MATERIAL PROVIDED
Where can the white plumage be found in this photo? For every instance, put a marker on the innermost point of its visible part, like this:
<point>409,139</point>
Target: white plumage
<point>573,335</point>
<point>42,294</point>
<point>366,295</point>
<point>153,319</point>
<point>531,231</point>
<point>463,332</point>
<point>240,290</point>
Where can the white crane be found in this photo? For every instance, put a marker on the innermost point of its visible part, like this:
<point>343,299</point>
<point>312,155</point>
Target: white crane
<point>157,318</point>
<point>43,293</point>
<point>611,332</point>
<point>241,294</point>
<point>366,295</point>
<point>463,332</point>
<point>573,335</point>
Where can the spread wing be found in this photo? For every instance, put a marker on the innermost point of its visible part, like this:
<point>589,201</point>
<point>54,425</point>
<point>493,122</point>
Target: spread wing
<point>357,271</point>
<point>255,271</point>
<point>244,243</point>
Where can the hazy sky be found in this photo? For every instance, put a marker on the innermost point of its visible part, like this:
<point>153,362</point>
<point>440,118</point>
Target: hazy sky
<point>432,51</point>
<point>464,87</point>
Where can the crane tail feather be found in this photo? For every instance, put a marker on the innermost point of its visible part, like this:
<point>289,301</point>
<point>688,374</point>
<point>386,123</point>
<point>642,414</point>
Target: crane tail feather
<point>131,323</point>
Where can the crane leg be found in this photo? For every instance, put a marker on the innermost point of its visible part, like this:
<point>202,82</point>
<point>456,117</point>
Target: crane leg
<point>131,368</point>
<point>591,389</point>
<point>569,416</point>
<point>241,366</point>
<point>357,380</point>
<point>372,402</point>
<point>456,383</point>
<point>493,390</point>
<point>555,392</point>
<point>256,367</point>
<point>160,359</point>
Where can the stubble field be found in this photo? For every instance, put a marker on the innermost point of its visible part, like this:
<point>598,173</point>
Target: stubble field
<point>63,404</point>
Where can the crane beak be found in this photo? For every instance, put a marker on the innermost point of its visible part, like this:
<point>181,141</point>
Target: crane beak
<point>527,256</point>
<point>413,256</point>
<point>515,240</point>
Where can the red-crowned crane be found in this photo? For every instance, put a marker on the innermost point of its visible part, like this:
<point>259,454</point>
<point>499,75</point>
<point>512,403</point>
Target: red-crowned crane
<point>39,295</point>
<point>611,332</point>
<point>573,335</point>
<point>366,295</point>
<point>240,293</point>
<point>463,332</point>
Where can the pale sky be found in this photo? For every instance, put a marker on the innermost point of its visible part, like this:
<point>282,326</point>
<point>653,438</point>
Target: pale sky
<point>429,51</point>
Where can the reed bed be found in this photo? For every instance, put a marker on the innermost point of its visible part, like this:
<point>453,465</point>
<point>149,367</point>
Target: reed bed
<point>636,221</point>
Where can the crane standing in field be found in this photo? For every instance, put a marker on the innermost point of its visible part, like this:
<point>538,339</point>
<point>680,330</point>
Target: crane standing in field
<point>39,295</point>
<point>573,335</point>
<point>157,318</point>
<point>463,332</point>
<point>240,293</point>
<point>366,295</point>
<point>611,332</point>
==
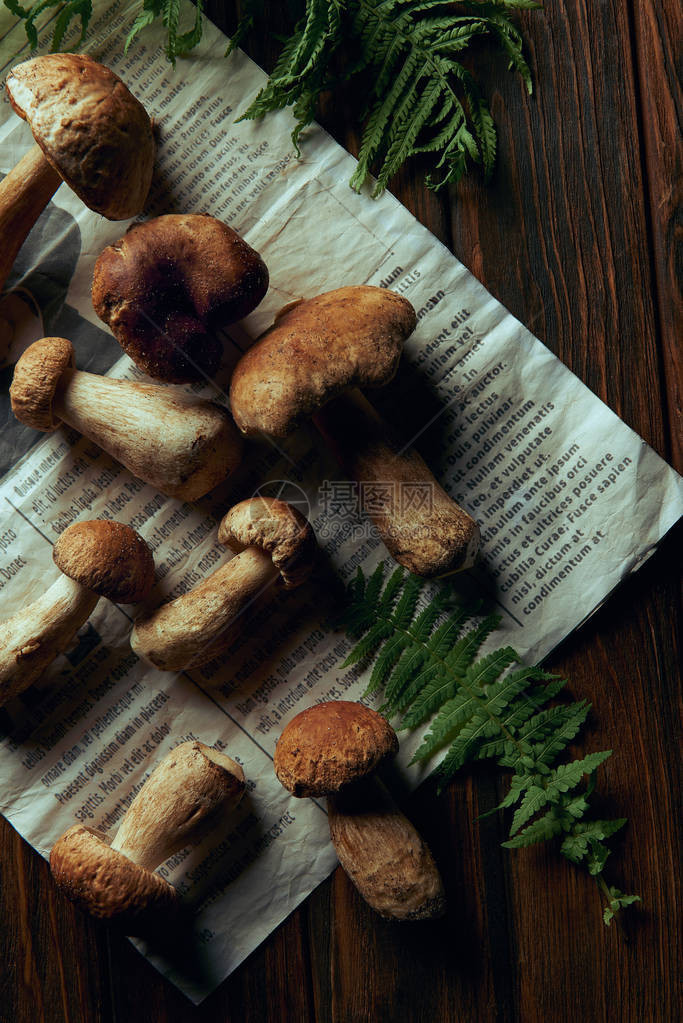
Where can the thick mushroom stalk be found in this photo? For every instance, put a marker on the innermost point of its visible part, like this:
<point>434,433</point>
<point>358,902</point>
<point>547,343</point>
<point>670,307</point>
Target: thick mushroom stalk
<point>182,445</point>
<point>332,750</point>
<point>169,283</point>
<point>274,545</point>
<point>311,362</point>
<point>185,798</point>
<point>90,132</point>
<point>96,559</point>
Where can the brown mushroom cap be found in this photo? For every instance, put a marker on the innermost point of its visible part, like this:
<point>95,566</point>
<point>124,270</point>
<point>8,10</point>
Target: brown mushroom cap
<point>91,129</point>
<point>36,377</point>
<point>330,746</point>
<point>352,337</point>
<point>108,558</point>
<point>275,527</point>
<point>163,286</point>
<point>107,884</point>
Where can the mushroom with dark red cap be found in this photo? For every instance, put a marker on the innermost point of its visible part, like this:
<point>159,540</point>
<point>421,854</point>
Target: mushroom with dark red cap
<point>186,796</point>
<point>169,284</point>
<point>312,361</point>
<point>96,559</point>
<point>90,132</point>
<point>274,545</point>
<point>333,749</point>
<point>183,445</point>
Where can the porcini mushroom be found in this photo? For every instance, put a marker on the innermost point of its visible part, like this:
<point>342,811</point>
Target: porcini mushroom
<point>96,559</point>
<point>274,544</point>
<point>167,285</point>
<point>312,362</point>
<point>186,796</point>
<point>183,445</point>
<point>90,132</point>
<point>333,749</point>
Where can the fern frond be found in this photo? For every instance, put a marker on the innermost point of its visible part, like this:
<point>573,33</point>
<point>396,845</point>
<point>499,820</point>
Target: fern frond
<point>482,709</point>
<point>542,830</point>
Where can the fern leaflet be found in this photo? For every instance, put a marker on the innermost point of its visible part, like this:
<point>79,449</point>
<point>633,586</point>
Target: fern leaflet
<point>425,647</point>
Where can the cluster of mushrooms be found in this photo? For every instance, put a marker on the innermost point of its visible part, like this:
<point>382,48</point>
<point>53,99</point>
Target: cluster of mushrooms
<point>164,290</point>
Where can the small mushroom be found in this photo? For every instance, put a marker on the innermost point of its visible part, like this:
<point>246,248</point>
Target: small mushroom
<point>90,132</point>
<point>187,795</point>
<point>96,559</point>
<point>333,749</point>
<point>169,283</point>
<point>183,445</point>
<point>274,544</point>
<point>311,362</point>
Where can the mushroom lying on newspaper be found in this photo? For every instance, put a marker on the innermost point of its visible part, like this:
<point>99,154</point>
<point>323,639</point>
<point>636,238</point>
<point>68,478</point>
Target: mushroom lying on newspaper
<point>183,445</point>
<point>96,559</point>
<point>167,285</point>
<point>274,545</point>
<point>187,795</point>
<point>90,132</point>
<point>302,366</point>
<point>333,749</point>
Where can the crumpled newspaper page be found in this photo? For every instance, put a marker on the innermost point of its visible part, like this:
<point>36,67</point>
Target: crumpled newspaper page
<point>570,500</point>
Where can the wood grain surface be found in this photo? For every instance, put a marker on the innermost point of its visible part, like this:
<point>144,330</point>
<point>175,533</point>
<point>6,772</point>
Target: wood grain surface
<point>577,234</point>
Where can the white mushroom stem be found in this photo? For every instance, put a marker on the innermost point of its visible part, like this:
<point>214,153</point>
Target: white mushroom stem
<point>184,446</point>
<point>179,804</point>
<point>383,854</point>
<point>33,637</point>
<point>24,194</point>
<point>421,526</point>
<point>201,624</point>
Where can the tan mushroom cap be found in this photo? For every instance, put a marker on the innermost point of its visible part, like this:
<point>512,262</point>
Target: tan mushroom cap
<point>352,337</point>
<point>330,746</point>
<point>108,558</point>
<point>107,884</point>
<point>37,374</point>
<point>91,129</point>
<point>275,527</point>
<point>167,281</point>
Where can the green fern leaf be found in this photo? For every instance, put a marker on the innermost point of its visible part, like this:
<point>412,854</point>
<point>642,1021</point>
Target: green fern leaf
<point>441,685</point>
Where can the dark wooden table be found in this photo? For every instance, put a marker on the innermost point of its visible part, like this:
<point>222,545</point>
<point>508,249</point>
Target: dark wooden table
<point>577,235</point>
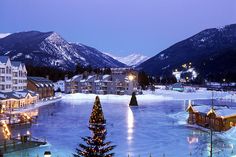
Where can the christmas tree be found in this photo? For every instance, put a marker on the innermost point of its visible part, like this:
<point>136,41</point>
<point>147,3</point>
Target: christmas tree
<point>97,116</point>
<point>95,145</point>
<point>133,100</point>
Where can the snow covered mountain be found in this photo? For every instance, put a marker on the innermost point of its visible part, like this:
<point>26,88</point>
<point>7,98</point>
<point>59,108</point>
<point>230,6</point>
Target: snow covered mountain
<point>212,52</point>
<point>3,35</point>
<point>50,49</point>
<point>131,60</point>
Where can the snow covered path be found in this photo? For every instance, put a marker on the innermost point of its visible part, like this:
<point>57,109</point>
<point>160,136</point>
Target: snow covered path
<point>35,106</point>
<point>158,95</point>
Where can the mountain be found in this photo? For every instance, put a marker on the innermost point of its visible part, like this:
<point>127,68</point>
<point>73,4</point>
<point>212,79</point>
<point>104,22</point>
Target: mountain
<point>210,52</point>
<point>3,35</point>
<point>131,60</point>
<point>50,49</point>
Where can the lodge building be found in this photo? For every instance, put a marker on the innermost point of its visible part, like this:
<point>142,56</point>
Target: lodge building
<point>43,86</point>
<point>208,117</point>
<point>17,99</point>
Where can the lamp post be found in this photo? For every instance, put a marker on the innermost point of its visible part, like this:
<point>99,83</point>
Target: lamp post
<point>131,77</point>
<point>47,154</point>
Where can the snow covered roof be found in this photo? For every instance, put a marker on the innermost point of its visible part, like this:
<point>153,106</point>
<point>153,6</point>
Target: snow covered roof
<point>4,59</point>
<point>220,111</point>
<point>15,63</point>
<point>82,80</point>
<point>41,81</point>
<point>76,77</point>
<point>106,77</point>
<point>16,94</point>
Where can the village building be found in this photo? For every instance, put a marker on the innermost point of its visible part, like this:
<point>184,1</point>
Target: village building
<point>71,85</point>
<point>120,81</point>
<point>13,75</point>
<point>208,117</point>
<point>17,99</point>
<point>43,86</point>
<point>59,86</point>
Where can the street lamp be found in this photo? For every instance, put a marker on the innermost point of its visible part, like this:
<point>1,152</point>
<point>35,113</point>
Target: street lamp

TASK PROMPT
Express the material between the lines holding "Where can the crane tail" and "<point>160,359</point>", inclusive, as a JSON list of strings with one string per line and blank lines omitted.

ANSWER FOR THIS EXERCISE
[
  "Where can the crane tail feather be found in this photo? For every instance, put a marker on the innermost point of its visible part, like this:",
  "<point>289,301</point>",
  "<point>688,374</point>",
  "<point>386,123</point>",
  "<point>642,414</point>",
  "Target: crane tail feather",
  "<point>131,323</point>",
  "Where can the crane leg be found in this photo? For every instance, put a marker on the innermost point of its visible part, like this:",
  "<point>202,82</point>",
  "<point>456,117</point>",
  "Target: crane leg",
  "<point>131,368</point>",
  "<point>591,389</point>",
  "<point>569,416</point>",
  "<point>241,366</point>",
  "<point>357,380</point>",
  "<point>372,402</point>",
  "<point>456,383</point>",
  "<point>493,390</point>",
  "<point>555,392</point>",
  "<point>256,367</point>",
  "<point>160,359</point>"
]